● Texto proporcionado:
....

Lorenzo Meyer
Abril 06, 2020
AGENDA CIUDADANA
La gran pandemia que azotó a México y al mundo hace poco más de un siglo, la influenza de 1918-1920, se originó en un virus A (H1N1) que probablemente pasó de las aves a los humanos en Estados Unidos. Su efecto fue brutal y global. Se calcula que infectó a centenas de millones y causó la muerte de entre 40 y 100 millones de personas, (John M. Barry, The great influenza, Penguin, 2004).
Las fuentes no permiten saber con exactitud como afectó a México este virus. Los censos de población de 1910 y 1921 nos dicen que en vísperas de la Revolución nuestro país contaba con 15.1 millones de habitantes y once años más tarde sólo registraron a 14.3 millones. Si la demografía hubiera seguido su trayectoria normal –como la que tuvo en el último decenio del porfiriato– cuando la población aumentó en 1.5 millones, entonces el censo de 1921 no hubiera registrado descenso alguno sino, al contrario, un ascenso, y la población total hubiera rondado los 16.7 millones. Sin duda la Revolución fue el factor interviniente más dramático en la caída demográfica de la época, pero por sí sola no explica los 2.4 millones de mexicanos faltantes en los registros. Ese número hipotético debe de estar compuesto por las víctimas de la violencia (aunque los grandes encuentros, como la Decena Trágica en 1913, Zacatecas en 1914 o Celaya en 1915, registran muertes del orden de 6 mil civiles y combatientes la primera, 7 mil la segunda y alrededor de mil 400 la tercera), pero también por las hambrunas, la disminución de la natalidad, la migración masiva a Estados Unidos y las enfermedades: fiebre amarilla, tifo, tifoidea, sarampión, viruela y, desde luego, la pandemia de finales del 18.

....

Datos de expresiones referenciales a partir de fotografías
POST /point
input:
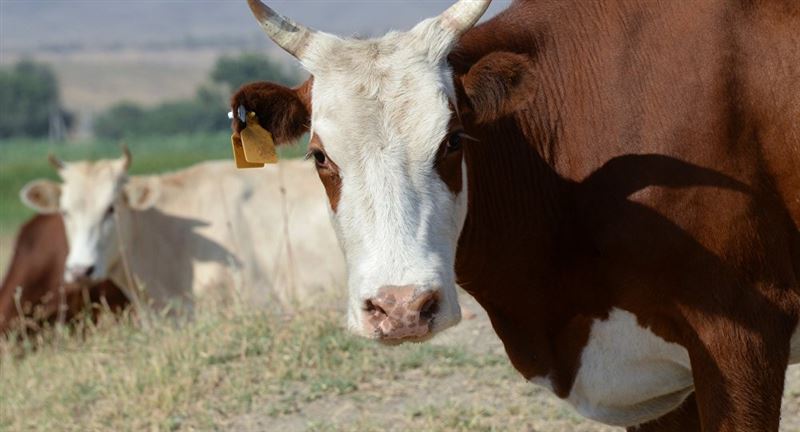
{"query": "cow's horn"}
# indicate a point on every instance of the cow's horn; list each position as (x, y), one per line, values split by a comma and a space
(126, 153)
(292, 37)
(55, 162)
(463, 15)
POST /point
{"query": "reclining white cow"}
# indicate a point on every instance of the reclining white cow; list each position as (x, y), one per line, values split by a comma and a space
(205, 231)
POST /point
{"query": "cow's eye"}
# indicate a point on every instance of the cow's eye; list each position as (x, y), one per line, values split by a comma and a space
(319, 157)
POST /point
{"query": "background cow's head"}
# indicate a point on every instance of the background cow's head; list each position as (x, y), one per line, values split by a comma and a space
(95, 200)
(386, 138)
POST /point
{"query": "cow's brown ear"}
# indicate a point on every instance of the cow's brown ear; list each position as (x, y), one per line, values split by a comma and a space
(284, 112)
(42, 196)
(497, 85)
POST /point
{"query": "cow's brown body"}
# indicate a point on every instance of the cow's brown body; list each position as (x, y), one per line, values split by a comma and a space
(653, 167)
(37, 269)
(633, 155)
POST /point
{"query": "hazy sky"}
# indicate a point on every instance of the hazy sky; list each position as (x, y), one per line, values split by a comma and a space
(31, 24)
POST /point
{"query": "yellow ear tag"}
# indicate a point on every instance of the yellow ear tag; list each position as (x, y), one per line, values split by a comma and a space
(238, 154)
(257, 142)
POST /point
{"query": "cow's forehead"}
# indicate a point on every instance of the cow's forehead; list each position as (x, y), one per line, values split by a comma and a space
(381, 95)
(91, 186)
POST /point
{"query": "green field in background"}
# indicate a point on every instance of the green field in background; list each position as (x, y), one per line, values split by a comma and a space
(24, 160)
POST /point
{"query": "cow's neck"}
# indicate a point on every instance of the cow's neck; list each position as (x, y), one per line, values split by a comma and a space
(519, 225)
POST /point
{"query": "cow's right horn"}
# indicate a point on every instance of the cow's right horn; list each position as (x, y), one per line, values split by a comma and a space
(292, 37)
(461, 16)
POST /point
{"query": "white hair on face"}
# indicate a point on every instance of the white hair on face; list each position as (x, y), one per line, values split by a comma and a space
(88, 190)
(381, 108)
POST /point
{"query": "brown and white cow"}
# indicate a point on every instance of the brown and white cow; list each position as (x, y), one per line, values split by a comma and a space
(617, 183)
(188, 235)
(34, 285)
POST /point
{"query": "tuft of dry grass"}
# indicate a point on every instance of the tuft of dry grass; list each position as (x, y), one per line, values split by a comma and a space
(197, 374)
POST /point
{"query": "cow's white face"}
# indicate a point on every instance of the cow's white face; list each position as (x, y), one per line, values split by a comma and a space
(94, 201)
(382, 117)
(386, 141)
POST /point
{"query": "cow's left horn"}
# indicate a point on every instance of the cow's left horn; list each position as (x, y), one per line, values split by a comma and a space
(292, 37)
(126, 153)
(463, 15)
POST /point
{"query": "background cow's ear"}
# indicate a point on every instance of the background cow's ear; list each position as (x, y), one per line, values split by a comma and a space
(142, 193)
(284, 112)
(497, 85)
(42, 196)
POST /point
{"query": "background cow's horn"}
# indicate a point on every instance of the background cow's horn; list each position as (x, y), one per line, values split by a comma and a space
(126, 153)
(463, 15)
(55, 162)
(292, 37)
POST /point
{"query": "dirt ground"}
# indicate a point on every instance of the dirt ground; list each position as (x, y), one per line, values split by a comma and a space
(494, 398)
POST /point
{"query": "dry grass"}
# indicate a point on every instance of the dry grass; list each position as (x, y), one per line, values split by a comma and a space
(241, 369)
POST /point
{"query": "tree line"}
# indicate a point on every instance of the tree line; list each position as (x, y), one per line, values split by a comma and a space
(30, 101)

....

● Tu objetivo: Por favor, escribe la continuación del artículo sobre la influenza de 1918 en México a partir de su última oración. Los datos no guardan relación con el texto.

● Respuesta del ejercicio:
El trabajo de Lourdes Márquez Morfín y América Molina del Villar (El otoño de 1918: las repercusiones de la pandemia de gripe en la ciudad de México, Desacatos, No. 32, [enero-abril, 2010]) ofrece datos, análisis y la textura social y política en que se desarrolló esa pandemia en la capital mexicana. El virus llegó de las ciudades del norte y de Veracruz –las zonas de contacto con el mundo externo por ferrocarril y barco–, las autoridades locales reaccionaron con lo que pudieron: ordenaron el cierre de escuelas, teatros y lugares de reunión, examinaron el estado de salud de los viajeros en las terminales de ferrocarril, recomendaron la cuarentena a los infectados y evitar saludos de manos y besos, limpiaron las calles, y habilitaron al Hospital General para atender a contagiados “menesterosos” hasta saturarlo, a ese y otros hospitales. En suma, la autoridad sanitaria local hizo un esfuerzo por detener la cadena del contagio y atender a los infectados. En los tres meses que duró la emergencia, una ciudad de poco más de 600 mil habitantes, registró 7 mil 375 muertes por influenza. Otras ciudades, sobre todo en el norte, corrieron con igual o peor suerte. Al final, los infectados se contaron por centenas de miles y los muertos fueron muchos. Un ejemplo fue la Villa de Guadalupe; ahí la prensa reportó el contagio del 45% de sus 3 mil habitantes y calculó en 25 los decesos diarios en octubre.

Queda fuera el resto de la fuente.